* **EXERCISE DIRECTIONS**
Word for word, set down every line of the entries below from the line with "Target: sign post" to the line with "Practice step: put a point on each instance of the circular", including both, and no other line.

══ INPUT DATA ══

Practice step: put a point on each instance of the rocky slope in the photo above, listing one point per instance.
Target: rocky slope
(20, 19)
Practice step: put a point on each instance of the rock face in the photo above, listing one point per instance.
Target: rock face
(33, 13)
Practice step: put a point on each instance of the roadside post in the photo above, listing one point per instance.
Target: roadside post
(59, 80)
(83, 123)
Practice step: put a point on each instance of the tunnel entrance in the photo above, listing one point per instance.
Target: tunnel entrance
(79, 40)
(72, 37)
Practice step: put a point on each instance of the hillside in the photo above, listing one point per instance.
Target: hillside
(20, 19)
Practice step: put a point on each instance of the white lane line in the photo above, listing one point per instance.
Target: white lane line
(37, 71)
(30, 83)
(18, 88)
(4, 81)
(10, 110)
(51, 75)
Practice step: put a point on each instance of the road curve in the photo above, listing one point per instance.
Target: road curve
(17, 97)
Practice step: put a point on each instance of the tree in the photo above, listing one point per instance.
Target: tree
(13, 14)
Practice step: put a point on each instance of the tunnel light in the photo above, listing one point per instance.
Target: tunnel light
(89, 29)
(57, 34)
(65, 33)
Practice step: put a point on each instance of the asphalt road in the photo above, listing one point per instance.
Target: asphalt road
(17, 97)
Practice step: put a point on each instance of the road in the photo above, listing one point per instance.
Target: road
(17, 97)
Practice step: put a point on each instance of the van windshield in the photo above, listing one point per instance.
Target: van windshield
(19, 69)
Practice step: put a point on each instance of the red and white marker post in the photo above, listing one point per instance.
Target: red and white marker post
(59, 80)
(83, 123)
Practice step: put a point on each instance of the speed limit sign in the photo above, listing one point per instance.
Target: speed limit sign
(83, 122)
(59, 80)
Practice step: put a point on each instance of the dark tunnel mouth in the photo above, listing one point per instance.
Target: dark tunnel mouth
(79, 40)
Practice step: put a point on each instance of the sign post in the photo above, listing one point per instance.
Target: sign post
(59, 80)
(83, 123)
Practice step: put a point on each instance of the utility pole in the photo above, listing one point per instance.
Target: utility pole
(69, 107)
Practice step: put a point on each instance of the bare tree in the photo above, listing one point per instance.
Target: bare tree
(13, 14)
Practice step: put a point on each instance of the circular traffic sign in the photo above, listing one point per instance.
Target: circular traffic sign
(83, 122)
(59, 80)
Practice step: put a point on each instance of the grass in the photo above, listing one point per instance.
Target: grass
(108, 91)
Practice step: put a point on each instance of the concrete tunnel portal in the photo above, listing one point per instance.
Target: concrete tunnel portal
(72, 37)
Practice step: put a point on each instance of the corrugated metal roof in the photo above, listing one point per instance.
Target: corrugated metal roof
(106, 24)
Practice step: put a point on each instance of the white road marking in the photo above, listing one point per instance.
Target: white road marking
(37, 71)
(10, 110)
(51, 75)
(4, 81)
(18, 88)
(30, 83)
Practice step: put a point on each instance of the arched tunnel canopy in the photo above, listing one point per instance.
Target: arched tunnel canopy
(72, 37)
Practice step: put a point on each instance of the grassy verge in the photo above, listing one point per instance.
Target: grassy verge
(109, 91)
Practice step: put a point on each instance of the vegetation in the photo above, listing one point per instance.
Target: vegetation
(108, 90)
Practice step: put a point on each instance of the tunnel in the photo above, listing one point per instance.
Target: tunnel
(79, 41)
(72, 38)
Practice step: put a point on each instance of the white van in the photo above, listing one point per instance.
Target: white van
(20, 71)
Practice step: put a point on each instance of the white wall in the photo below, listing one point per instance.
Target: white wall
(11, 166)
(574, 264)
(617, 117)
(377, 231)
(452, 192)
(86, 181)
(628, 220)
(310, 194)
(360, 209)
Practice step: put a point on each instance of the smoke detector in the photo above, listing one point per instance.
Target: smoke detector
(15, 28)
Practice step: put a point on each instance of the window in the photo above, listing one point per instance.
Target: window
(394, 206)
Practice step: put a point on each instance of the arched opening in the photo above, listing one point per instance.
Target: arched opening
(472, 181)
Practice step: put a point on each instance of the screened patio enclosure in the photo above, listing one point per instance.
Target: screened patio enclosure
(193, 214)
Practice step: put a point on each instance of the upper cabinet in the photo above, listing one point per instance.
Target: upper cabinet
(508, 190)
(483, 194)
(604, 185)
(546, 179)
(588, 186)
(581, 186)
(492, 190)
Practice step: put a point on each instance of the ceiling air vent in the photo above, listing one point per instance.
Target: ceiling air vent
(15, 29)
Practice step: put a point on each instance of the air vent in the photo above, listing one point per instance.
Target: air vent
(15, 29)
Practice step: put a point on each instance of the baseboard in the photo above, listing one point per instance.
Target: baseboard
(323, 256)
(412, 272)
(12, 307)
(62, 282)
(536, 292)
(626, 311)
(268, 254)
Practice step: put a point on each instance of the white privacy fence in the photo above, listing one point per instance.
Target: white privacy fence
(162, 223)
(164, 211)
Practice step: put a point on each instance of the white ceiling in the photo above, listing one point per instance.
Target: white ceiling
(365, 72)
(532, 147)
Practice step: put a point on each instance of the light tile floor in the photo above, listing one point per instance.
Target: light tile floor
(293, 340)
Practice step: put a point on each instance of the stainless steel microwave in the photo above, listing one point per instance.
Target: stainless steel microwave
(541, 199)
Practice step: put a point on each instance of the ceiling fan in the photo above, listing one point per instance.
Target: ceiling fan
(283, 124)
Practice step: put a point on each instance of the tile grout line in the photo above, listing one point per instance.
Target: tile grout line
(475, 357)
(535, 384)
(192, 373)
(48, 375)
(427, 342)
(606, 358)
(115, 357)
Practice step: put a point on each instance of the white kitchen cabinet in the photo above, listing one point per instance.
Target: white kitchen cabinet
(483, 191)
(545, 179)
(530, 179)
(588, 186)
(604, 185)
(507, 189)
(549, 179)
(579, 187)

═══

* **OUTPUT FOR THIS TASK**
Target: sign post
(59, 80)
(83, 123)
Practice step: put a point on each instance of the utility pole in the photo above, listing one point per instance.
Target: utility pole
(69, 107)
Practice step: put a point on each instance of the bare tree in the photo above, listing one point per instance.
Target: bare tree
(13, 14)
Practice step: put a point on each instance of the circular traffic sign in the photo above, listing one point per instance.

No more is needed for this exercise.